----- TEXT SHOWN
AWR intends to continue paying quarterly cash dividends on or about March 1, June 1, September 1 and December 1, subject to earnings and financial conditions, regulatory requirements and such other factors as the Board of Directors may deem relevant. Registrant has paid common dividends for over 80 consecutive years.  On October 30, 2017, AWR's Board of Directors approved a fourth quarter dividend of $0.255 per share on AWR's Common Shares. Dividends on the Common Shares will be payable on December 1, 2017 to shareholders of record at the close of business on November 15, 2017.

Registrant's current liabilities may at times exceed its current assets.  Management believes that internally generated funds along with borrowings from AWR's credit facility are adequate to provide sufficient capital to maintain normal operations and to meet its capital and financing requirements.
----------
SHORT EXERCISE 1:
Extract every row below that contains the string "verge", matching its case exactly.
SHORT EXERCISE 2:
Resume the passage on AWR's dividends and liquidity, writing on from its final sentence.
----- MATERIALS PROVIDED
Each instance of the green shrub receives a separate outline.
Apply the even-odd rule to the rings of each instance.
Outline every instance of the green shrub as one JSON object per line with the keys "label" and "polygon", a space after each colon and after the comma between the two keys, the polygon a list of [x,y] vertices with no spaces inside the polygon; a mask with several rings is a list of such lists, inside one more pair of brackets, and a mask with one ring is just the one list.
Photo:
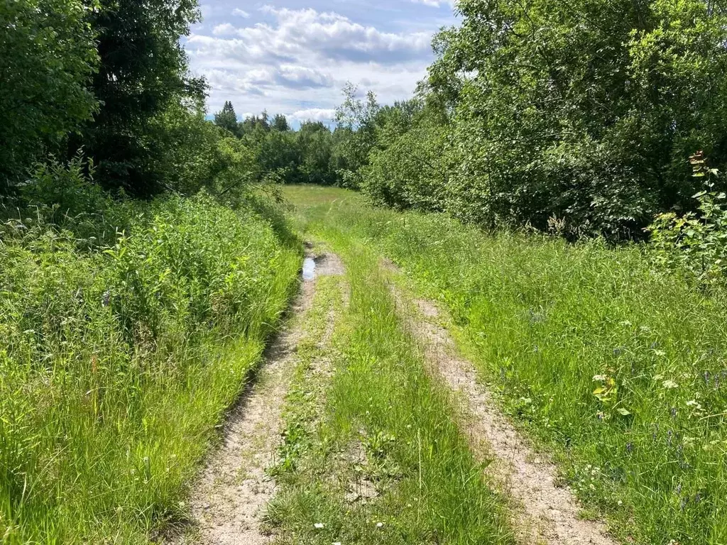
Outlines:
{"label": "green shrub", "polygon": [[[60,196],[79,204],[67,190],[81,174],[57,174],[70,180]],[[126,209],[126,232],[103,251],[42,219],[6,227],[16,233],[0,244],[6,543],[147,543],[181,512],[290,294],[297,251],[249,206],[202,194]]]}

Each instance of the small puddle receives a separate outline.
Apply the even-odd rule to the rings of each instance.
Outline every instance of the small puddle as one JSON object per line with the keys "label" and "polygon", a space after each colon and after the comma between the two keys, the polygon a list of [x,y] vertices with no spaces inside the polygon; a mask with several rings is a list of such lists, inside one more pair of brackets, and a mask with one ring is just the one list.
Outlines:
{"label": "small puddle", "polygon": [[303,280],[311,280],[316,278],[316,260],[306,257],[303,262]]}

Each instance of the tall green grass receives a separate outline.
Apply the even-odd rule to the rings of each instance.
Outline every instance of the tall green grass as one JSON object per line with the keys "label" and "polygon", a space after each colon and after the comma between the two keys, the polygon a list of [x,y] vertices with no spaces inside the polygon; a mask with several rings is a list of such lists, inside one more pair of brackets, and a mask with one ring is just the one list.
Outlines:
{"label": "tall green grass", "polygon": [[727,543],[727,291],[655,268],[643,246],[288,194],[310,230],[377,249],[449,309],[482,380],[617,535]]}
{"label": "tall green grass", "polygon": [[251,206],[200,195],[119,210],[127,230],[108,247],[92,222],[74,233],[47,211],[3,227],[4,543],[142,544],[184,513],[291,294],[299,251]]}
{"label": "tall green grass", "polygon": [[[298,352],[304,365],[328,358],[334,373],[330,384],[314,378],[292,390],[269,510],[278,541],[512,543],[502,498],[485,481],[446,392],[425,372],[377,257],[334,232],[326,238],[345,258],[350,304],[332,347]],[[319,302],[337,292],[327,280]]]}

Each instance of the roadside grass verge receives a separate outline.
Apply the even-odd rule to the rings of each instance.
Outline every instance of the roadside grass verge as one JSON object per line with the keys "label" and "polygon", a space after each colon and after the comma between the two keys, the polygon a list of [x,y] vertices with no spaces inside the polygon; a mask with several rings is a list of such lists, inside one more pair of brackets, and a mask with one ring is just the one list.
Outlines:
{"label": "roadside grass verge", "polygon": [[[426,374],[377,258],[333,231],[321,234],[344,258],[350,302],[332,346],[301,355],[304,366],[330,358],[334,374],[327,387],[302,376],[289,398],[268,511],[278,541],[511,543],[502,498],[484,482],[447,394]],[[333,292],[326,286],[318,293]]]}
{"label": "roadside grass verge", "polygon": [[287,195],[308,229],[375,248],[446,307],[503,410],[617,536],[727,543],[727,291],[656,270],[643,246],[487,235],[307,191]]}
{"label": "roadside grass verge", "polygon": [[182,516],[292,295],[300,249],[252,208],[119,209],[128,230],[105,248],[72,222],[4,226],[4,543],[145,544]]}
----------
----- MATERIALS PROVIDED
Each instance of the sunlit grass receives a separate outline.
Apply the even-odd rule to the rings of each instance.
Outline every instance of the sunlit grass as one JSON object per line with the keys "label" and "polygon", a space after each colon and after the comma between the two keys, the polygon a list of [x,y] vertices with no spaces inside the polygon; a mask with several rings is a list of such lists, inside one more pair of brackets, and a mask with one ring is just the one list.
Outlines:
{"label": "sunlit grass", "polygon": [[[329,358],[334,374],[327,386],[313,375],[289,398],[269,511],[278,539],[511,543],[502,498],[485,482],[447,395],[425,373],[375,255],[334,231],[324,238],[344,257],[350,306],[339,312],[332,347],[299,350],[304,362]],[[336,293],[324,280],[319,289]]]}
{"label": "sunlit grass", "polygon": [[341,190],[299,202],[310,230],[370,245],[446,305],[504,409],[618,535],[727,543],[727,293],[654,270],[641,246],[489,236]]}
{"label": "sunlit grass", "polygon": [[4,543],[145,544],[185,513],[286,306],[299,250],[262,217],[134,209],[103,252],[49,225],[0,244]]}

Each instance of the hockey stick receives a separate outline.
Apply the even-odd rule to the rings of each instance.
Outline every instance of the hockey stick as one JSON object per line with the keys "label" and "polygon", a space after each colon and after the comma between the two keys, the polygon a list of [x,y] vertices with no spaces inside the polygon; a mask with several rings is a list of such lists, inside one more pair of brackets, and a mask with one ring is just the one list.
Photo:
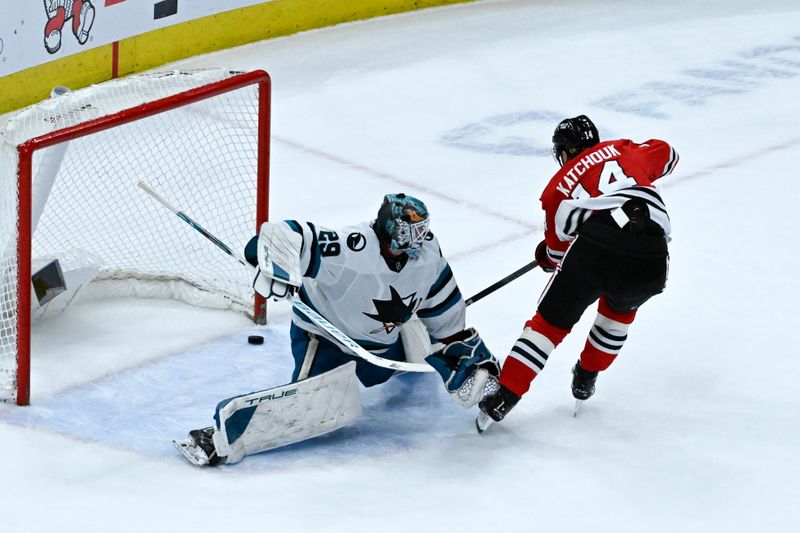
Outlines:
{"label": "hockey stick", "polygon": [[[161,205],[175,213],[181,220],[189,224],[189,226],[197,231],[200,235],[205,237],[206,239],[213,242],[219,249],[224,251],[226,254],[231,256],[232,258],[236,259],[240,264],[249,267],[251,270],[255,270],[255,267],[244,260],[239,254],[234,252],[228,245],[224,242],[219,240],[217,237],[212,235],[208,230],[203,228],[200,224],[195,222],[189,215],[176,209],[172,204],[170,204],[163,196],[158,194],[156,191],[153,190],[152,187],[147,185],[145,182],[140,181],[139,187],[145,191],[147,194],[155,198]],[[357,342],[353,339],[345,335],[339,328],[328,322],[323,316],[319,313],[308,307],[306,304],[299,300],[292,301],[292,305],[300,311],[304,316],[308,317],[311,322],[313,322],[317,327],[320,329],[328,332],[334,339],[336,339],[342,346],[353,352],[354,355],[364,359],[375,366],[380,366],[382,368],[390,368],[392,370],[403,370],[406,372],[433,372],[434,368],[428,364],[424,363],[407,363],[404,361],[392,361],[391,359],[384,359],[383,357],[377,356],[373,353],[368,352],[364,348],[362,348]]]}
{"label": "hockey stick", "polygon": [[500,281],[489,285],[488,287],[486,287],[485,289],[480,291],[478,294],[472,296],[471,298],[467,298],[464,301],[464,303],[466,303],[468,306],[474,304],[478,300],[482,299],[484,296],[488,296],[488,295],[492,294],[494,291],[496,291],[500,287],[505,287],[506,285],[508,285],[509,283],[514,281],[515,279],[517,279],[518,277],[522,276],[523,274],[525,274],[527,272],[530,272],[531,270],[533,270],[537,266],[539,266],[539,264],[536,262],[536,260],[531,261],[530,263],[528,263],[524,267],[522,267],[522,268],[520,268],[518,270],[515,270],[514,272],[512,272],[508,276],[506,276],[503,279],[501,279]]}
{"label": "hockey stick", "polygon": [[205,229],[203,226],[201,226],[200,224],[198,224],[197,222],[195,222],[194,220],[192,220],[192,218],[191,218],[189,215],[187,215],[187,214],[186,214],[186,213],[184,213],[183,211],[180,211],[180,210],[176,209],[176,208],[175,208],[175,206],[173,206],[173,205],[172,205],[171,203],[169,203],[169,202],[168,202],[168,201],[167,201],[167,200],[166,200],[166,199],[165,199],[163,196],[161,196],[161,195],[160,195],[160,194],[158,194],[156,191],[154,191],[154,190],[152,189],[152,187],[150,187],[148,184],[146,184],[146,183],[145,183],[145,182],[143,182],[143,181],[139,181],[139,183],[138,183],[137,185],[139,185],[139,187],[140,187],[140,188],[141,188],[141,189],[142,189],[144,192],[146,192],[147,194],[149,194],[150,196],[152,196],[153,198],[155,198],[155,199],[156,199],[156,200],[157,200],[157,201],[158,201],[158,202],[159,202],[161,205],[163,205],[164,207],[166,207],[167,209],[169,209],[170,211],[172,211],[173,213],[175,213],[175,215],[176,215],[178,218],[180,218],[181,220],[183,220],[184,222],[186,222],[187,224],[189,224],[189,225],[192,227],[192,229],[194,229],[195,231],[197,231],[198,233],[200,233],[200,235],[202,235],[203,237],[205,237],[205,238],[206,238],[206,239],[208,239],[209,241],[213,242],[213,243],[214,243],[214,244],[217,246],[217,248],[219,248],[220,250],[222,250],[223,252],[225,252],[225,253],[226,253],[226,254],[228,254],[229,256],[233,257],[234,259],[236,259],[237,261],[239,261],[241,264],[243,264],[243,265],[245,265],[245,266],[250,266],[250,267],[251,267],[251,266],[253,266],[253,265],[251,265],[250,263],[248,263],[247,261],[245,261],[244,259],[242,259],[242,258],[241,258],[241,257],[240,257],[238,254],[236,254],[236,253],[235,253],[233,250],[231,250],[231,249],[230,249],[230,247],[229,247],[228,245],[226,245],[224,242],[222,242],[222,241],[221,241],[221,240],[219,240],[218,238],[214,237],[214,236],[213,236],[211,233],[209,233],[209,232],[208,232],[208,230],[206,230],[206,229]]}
----------
RIGHT ANSWER 1:
Each instance of the roadside grass verge receives a separate outline.
Outline every instance of the roadside grass verge as one JSON object per line with the keys "label" and "polygon", a space after each colon and after the comma between the two keys, the polygon a list of [x,y] vertices with no spaces inside the polygon; a mask with several rings is a list of such lists, inside one more pair of brackets, and a mask with one ring is just the one list.
{"label": "roadside grass verge", "polygon": [[[426,374],[377,258],[333,231],[321,234],[344,258],[350,302],[332,346],[301,355],[304,366],[330,358],[334,374],[327,387],[302,376],[289,398],[268,511],[278,541],[511,543],[502,498],[484,482],[447,394]],[[333,292],[326,286],[318,293]]]}
{"label": "roadside grass verge", "polygon": [[287,195],[308,229],[375,248],[446,307],[503,410],[617,536],[727,543],[727,291],[656,270],[643,246],[487,235],[307,191]]}
{"label": "roadside grass verge", "polygon": [[182,516],[292,295],[300,249],[252,208],[119,209],[128,230],[105,248],[72,222],[4,226],[4,543],[145,544]]}

RIGHT ANSWER 2:
Cash Flows from Operating Activities:
 
Cash flows from operating activities have generally provided sufficient cash to fund operating requirements, including a portion of construction expenditures at GSWC, construction expenses at ASUS, and pay dividends. Registrant’s future cash flows from operating activities are expected to be affected by a number of factors, including utility regulation; maintenance expenses; inflation; compliance with environmental, health and safety standards; production costs; customer growth; per customer usage of water and electricity; weather and seasonality; conservation efforts; compliance with local governmental requirements, including mandatory restrictions on water use; and required cash contributions to pension and post-retirement plans.  Future cash flows from contracted services subsidiaries will depend on new business activities, existing operations, the construction of new and/or replacement infrastructure at military bases, timely economic price and equitable adjustment of prices and timely collection of payments from the U.S. government and other prime contractors operating at the military bases.
ASUS funds its operating expenses primarily through internal operating sources, which include U.S. government funding under 50-year contracts for operations and maintenance costs and construction activities, as well as investments by, or loans from, AWR. ASUS, in turn, provides funding to its subsidiaries.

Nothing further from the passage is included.